##### Task input #####

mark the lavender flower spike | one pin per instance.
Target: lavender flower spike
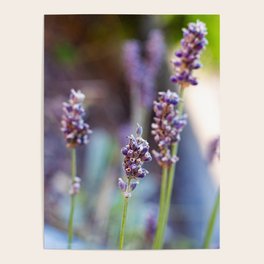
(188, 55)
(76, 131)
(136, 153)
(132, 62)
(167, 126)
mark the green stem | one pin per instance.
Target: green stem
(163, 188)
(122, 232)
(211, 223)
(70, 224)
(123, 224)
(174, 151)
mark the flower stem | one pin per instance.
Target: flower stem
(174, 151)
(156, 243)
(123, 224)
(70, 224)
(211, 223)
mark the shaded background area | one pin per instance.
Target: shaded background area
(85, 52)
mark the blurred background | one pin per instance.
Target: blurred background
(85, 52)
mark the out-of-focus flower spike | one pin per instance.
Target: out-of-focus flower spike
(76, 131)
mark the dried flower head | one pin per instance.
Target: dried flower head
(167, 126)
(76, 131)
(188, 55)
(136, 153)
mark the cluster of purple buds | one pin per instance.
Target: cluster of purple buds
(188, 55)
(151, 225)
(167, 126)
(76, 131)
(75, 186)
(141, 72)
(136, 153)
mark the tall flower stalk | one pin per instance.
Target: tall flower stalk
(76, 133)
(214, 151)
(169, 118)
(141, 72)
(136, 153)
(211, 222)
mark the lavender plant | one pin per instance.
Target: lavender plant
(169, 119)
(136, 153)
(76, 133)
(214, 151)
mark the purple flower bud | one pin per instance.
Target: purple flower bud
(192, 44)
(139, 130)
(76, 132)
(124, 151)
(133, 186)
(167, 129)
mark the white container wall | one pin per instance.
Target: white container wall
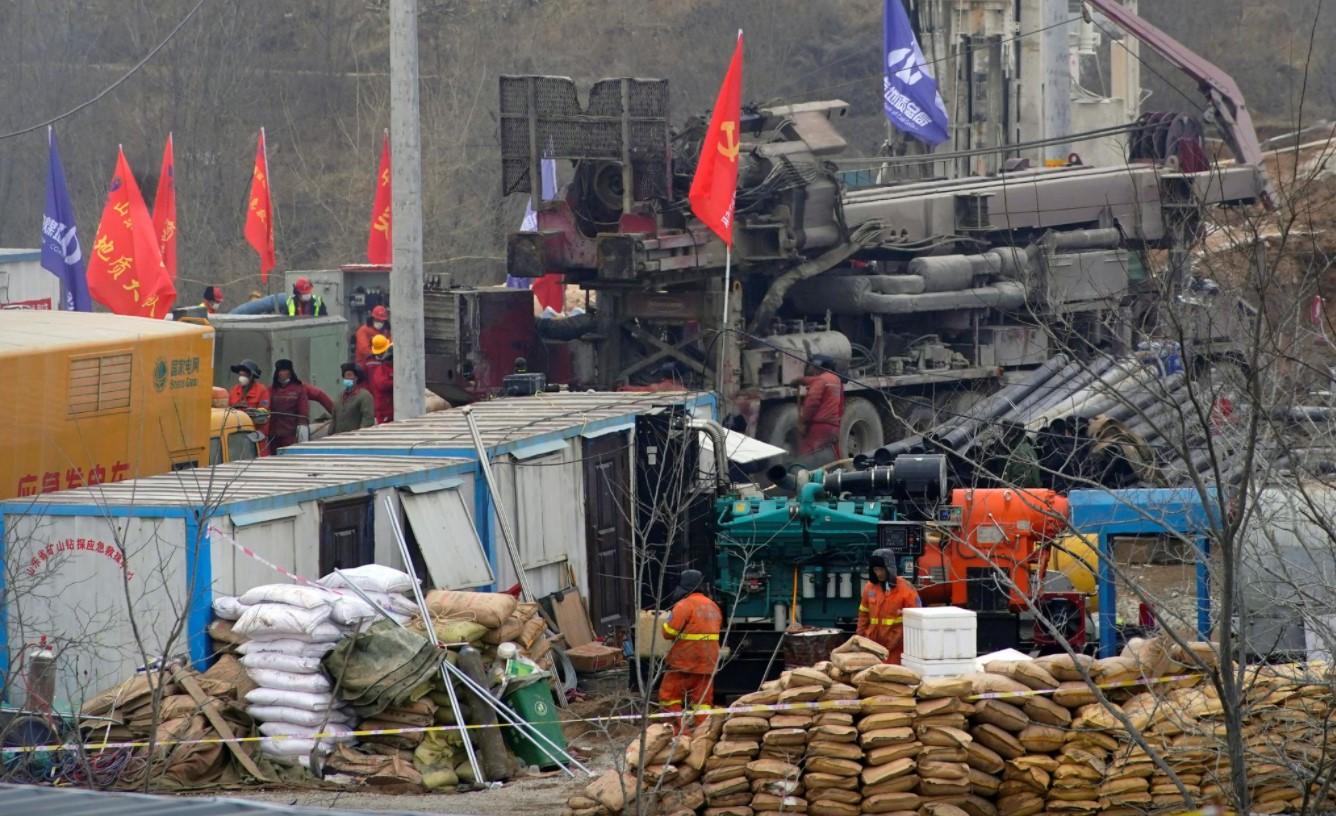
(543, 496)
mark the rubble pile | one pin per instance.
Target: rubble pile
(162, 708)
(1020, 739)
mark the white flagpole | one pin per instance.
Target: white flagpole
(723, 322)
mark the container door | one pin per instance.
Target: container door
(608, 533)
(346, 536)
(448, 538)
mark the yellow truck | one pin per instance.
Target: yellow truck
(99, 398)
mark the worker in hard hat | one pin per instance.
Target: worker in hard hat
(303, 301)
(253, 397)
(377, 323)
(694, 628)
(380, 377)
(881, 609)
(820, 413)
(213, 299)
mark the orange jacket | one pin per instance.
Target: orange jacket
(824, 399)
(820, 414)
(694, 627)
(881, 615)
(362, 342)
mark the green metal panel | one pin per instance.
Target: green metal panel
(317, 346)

#####
##### Task input #####

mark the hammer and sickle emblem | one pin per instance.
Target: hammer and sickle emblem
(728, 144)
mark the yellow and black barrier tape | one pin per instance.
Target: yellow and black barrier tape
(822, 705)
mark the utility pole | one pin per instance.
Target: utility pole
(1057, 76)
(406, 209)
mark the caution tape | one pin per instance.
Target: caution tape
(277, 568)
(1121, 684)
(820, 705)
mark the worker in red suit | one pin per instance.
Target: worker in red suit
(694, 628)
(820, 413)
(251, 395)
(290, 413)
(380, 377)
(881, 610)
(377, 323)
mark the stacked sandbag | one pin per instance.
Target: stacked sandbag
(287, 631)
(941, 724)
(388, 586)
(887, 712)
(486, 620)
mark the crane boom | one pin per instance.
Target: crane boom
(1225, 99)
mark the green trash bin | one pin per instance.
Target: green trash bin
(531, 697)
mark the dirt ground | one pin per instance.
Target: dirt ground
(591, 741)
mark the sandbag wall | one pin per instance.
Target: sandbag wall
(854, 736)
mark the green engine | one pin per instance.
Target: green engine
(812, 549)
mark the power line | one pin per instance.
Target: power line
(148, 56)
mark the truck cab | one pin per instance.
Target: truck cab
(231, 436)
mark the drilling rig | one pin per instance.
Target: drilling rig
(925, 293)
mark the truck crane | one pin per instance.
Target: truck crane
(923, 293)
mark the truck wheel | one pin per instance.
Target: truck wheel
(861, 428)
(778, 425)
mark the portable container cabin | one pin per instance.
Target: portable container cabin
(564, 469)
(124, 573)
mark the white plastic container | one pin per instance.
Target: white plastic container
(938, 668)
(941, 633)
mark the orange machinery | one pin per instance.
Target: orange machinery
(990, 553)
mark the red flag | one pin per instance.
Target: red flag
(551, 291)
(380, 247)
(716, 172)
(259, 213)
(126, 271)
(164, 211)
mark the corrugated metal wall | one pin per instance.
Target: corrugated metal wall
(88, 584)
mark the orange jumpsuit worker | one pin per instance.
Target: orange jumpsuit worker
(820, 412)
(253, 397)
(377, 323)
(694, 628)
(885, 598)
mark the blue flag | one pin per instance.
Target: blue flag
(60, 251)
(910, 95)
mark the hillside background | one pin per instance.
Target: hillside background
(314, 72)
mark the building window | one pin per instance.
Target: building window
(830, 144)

#####
##### Task input #####

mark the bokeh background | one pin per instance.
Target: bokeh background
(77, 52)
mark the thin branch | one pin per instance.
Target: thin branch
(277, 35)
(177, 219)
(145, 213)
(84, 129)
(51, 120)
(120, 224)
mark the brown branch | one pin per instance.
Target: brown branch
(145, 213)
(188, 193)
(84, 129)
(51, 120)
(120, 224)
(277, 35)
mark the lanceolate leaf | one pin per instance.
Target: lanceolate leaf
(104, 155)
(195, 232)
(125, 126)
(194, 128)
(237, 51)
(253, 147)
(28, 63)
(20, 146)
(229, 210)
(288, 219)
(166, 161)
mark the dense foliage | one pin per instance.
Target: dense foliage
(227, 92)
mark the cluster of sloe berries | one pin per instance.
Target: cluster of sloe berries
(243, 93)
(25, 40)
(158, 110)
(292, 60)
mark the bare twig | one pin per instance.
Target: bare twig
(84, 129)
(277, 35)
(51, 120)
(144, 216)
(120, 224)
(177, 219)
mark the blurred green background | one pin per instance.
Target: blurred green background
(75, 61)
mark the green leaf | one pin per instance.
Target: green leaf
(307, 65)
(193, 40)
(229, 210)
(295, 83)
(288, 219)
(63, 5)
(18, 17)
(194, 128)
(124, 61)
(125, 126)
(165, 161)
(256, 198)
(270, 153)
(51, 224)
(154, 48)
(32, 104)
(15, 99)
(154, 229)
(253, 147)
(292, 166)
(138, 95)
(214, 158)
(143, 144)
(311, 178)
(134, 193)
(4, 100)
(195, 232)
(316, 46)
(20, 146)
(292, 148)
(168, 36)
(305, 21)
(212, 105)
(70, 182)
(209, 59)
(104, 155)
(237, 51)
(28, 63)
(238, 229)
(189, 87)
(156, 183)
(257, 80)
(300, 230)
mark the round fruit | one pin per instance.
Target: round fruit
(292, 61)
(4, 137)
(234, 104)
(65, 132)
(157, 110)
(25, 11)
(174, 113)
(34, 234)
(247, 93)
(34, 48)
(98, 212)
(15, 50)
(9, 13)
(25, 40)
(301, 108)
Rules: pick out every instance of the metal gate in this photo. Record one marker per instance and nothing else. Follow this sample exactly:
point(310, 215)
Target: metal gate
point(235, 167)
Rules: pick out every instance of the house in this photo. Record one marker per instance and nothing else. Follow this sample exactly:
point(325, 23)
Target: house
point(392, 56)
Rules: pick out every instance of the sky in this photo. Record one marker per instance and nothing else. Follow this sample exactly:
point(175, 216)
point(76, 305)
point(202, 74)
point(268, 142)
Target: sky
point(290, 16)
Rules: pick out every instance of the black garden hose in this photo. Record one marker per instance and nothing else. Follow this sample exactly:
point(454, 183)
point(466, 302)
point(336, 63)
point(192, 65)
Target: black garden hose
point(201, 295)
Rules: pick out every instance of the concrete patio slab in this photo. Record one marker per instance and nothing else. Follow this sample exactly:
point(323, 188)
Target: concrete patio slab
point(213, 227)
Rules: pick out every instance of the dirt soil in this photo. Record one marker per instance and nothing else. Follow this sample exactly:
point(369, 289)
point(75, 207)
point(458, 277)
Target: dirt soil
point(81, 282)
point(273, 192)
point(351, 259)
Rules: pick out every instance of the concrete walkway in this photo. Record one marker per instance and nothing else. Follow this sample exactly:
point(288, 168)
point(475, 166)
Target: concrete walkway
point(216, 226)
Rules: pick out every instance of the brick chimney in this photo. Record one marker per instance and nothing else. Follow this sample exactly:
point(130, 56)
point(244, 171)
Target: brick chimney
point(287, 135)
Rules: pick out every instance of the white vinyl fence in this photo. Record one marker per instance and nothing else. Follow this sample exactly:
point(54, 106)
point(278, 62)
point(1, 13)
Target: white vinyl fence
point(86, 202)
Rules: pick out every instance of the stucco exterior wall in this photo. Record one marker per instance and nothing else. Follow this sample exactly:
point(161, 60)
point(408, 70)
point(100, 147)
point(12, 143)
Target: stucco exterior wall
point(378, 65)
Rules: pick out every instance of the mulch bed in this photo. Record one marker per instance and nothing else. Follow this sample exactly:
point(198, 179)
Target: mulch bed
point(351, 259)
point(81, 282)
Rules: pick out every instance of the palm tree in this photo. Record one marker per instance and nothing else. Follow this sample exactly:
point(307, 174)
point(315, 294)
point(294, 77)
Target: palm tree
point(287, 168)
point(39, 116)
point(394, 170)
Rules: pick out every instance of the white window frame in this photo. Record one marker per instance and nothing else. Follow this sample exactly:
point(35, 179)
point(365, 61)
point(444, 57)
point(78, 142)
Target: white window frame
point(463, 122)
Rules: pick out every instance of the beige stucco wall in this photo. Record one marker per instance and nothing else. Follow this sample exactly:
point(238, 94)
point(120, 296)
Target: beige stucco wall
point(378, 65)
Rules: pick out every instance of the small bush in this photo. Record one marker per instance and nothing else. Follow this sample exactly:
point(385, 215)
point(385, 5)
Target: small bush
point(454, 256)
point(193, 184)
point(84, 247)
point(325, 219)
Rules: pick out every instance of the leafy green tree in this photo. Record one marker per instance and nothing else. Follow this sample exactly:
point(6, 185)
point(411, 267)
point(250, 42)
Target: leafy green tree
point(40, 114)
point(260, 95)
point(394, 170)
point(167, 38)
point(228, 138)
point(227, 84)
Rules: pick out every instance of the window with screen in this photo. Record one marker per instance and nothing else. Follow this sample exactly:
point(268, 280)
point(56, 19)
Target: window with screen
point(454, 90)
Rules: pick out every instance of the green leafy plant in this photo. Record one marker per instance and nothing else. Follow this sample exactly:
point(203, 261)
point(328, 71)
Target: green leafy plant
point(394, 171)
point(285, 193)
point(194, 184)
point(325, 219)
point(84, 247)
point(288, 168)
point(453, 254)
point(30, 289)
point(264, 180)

#####

For this exercise, please output exactly the lines above starting at the line with "mark the truck crane | one pin per instance." and ending at the line with "mark the orange machinery", ends included.

mark the truck crane | one pin per instance.
Target: truck crane
(923, 293)
mark the truck wheel | one pin per instance.
Target: truck wheel
(861, 428)
(778, 425)
mark the portable container cabin | one pin per instance.
Target: portable container cabin
(564, 469)
(124, 573)
mark the white plastic container | one pin per instance.
Target: white plastic container
(938, 668)
(941, 633)
mark the orange machinery | one pin per instance.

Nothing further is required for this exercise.